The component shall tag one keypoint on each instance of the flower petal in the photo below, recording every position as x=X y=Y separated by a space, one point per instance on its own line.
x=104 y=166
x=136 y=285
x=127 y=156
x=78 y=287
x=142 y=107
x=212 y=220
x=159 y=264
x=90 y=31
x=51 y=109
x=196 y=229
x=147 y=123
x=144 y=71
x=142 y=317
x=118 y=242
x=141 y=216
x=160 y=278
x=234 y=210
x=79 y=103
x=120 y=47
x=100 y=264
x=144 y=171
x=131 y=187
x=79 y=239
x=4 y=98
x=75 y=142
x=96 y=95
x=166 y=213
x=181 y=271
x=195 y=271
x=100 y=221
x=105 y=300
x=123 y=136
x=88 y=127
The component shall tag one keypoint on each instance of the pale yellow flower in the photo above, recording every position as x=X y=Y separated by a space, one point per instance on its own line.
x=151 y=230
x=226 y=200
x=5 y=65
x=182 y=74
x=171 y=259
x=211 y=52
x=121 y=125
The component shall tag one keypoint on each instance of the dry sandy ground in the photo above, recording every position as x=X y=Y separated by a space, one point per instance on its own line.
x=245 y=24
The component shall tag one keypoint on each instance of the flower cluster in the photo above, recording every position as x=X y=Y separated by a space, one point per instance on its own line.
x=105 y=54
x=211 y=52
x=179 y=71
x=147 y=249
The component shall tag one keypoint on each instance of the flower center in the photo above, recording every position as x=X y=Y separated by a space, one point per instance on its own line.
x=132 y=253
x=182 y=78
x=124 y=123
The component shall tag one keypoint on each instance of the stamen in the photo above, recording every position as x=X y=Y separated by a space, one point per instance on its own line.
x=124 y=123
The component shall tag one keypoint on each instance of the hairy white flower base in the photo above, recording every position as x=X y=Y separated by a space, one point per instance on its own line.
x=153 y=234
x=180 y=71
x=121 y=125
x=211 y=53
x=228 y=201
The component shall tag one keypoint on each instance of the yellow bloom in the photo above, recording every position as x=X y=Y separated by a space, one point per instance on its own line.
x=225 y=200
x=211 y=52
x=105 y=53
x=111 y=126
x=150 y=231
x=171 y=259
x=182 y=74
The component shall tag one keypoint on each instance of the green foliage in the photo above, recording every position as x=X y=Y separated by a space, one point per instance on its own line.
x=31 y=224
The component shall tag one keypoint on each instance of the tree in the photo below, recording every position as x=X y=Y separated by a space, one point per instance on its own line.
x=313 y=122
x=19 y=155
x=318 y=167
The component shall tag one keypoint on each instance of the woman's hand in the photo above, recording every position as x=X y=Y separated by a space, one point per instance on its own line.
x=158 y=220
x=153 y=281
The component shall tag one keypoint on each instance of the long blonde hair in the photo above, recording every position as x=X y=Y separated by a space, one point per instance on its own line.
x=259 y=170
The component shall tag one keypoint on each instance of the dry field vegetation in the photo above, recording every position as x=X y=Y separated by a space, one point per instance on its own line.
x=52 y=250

————

Rewrite all of the data above, replacing each "keypoint" with "marker" and leaving everything else as it is.

Solution to this task -
The component shall tag one marker on each instance of the flower petal in the photo below, recording every position as x=X y=Y separated by a space, one point per instance on its own line.
x=104 y=166
x=136 y=285
x=127 y=156
x=78 y=287
x=142 y=107
x=212 y=220
x=159 y=264
x=90 y=31
x=51 y=109
x=196 y=229
x=147 y=123
x=144 y=71
x=142 y=317
x=118 y=242
x=141 y=216
x=160 y=278
x=234 y=210
x=79 y=103
x=120 y=47
x=100 y=264
x=144 y=171
x=131 y=187
x=79 y=239
x=4 y=98
x=75 y=142
x=96 y=95
x=166 y=213
x=181 y=271
x=195 y=271
x=100 y=221
x=105 y=300
x=123 y=136
x=88 y=127
The component shall tag one marker on each instance of the pale yellow flower in the photo above, recording every position as x=X y=Y separated by a space, one point per instance on its own line.
x=151 y=230
x=226 y=200
x=5 y=65
x=182 y=74
x=171 y=259
x=211 y=52
x=121 y=125
The component shall tag one marker on each instance of the dry sandy ground in the photo above, recording every position as x=X y=Y separated by a space, one point per instance on its own line.
x=245 y=24
The component shall tag one marker on each instance of the flower cluster in the photo above, recording every position as x=X y=Y separated by a space, one point per instance on its own line.
x=105 y=54
x=211 y=52
x=179 y=71
x=147 y=249
The component shall tag one marker on each instance of the flower center in the photo above, recording every position as x=X y=Y separated by a space, one point per instance on its own line.
x=132 y=253
x=182 y=78
x=124 y=123
The component shall tag one marker on each instance of the stamen in the photo above, recording every position as x=X y=Y separated by a space, one point per instance on its own line.
x=124 y=123
The component shall tag one marker on each instance of the hairy white flower base in the photo above, recording every position as x=X y=Y separated by a space, one point per instance on its own line.
x=153 y=234
x=180 y=71
x=121 y=125
x=211 y=53
x=228 y=201
The component shall tag one marker on each instance of the yellow bloom in the photo above, recording every position as x=X y=Y separated by a space, one point per instance on its own line.
x=225 y=200
x=211 y=52
x=105 y=53
x=111 y=126
x=150 y=231
x=171 y=259
x=182 y=74
The component shall tag one marker on each instance of the green foliage in the photo above, recording every position as x=X y=Y separated by a space, one point per instance on its own line.
x=31 y=224
The component shall tag one marker on each instance of the tree in the photo below, recording every position as x=X y=Y separated by a space, one point per instance on its own line.
x=313 y=122
x=19 y=155
x=318 y=167
The component shall tag one marker on each instance of the woman's hand in the photo above, recording every position as x=X y=Y separated by a space, one point per instance on its own line.
x=158 y=220
x=153 y=281
The component shall tag one marker on each instance of the long blonde hair in the photo above, recording every position as x=X y=Y separated by a space, one point per instance on its own line.
x=259 y=170
The component shall tag one marker on each instance of the dry field vegetation in the photo above, recording every position as x=X y=Y separated by a space, one point per instance on its own line.
x=52 y=250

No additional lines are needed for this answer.